◆ **Task**:
From the records below, pull each line that has "snow".

Input material START

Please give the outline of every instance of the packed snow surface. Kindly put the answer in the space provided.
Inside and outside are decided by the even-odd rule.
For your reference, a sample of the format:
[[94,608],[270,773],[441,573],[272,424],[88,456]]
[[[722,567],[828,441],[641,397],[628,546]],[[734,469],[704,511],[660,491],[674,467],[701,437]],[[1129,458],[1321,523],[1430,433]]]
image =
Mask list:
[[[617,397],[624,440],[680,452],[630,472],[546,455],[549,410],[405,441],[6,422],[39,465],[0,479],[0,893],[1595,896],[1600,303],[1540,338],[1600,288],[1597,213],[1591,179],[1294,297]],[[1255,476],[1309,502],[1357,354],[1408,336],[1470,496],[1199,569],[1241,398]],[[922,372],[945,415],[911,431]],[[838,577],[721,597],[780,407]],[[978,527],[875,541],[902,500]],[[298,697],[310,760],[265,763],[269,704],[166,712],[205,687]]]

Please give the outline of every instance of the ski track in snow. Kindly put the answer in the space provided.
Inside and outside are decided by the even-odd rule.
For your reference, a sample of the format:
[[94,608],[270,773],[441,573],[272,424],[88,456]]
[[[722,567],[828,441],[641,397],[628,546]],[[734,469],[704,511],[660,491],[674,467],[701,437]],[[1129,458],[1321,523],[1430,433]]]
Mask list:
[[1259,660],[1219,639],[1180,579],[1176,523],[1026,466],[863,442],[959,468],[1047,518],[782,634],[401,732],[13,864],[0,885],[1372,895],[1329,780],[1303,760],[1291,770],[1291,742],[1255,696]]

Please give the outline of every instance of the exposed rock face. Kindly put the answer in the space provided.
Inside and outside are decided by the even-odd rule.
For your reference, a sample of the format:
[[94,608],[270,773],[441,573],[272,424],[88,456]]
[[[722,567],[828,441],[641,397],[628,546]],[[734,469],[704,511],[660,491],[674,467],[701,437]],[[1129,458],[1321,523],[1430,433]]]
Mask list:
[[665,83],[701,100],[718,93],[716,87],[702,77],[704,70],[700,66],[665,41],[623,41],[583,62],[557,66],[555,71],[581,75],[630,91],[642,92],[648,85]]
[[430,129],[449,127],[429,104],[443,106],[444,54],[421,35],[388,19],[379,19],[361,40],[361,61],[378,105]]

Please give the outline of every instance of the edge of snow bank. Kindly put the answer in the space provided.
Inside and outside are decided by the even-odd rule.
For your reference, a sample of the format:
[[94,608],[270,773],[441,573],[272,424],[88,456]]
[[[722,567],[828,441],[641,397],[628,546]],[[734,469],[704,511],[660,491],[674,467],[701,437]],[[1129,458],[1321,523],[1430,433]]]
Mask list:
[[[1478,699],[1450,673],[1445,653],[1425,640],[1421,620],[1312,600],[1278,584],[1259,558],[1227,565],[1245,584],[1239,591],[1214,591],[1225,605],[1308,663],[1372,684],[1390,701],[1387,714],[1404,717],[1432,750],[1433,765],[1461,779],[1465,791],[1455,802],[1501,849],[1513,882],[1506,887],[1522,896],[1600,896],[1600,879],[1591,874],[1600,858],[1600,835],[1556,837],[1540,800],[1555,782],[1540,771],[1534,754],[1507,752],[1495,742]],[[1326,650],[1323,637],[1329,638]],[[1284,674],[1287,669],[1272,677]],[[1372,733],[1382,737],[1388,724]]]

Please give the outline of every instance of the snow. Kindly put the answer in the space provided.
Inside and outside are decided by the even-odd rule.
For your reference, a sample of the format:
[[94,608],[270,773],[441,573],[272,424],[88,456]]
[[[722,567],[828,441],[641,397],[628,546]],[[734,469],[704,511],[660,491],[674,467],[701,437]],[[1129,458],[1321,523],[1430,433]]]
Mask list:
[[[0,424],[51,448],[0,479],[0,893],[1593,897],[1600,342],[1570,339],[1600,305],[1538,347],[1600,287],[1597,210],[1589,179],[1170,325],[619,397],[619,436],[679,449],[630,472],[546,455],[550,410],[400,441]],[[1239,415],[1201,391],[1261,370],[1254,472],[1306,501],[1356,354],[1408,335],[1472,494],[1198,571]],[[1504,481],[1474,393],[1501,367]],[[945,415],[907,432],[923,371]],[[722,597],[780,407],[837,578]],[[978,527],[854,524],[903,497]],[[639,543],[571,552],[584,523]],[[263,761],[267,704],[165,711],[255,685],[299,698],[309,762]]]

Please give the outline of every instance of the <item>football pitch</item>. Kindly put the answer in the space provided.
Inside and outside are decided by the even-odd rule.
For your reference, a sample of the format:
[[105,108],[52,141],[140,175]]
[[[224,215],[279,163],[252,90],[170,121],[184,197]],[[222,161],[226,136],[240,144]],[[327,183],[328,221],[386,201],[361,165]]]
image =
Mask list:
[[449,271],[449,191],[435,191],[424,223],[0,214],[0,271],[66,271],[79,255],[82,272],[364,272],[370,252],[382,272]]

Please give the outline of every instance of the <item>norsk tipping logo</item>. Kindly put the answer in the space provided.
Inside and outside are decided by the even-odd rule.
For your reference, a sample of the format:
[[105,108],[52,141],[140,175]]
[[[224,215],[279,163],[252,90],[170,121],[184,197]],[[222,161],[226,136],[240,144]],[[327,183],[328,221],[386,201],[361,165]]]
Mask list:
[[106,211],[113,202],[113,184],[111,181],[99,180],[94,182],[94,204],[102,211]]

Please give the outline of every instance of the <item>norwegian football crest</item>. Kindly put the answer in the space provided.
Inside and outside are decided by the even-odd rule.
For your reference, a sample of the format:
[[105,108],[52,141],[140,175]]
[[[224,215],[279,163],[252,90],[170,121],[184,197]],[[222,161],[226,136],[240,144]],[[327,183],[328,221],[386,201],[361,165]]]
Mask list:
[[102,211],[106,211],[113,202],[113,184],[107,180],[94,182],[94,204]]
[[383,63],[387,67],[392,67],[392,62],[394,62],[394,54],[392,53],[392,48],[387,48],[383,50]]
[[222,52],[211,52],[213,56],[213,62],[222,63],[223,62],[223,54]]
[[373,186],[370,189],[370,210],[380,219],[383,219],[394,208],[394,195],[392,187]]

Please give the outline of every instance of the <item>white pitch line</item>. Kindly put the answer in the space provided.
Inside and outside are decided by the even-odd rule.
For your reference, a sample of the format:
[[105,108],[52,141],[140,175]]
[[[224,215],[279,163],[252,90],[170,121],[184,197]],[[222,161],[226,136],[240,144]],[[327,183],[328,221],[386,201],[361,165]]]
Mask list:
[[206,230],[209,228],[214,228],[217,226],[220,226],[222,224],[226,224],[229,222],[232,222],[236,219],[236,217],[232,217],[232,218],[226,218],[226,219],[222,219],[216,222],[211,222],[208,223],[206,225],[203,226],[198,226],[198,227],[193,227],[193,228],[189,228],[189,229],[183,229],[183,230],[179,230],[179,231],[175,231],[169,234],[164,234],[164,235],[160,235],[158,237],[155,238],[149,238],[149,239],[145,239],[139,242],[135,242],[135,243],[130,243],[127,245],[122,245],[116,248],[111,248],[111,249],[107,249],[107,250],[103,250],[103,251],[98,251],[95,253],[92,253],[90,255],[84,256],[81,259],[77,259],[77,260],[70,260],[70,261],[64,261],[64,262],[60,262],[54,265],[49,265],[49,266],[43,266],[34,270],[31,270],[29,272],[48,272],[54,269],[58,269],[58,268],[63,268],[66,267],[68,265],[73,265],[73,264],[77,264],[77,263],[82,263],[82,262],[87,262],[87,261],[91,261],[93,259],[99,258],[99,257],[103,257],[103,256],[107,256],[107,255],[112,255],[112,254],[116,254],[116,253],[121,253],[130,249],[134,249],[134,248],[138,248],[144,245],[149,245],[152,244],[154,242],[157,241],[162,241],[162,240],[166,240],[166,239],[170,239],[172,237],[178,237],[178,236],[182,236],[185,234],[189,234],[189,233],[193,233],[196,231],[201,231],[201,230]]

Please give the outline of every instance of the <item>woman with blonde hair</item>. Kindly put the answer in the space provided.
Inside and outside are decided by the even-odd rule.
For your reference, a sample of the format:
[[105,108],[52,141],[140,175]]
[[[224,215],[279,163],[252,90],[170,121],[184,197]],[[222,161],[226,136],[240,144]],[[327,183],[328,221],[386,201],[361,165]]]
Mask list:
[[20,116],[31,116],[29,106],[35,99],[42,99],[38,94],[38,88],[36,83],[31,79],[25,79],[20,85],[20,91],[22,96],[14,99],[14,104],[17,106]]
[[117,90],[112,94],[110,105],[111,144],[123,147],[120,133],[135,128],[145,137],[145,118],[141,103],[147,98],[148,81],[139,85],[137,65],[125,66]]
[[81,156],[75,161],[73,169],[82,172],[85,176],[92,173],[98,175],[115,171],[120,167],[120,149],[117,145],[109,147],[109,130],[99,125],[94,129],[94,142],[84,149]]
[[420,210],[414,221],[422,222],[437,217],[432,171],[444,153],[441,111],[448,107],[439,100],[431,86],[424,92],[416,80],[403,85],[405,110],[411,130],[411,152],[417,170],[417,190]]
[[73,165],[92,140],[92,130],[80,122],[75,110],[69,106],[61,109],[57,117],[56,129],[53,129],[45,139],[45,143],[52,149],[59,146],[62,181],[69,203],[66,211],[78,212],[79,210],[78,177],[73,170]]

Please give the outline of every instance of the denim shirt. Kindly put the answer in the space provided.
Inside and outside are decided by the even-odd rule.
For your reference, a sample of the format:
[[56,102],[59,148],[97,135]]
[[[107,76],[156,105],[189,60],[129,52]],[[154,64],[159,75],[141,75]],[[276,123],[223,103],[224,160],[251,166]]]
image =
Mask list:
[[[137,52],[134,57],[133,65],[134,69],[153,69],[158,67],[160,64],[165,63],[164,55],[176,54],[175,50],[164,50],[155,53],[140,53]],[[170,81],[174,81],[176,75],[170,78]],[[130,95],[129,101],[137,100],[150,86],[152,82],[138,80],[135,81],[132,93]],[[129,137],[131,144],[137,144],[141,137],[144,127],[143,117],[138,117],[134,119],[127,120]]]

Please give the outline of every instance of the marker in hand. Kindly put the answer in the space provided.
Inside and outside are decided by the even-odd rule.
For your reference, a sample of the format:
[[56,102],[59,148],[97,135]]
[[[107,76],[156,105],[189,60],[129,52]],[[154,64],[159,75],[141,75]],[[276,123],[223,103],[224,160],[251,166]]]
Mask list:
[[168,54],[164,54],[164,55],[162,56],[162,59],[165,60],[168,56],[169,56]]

Input material END

◆ **Answer to this exercise**:
Please give the outline of every instance of the packed snow surface. Kindly put the answer in the space provided.
Please give the outline of every instance of the ski track in snow. Kindly put the answer in the space provided.
Please give the outline of every instance of the edge of snow bank. Kindly put the answer in the space provided.
Please give the outline of every instance of the snow. Kindly put the answer in the space provided.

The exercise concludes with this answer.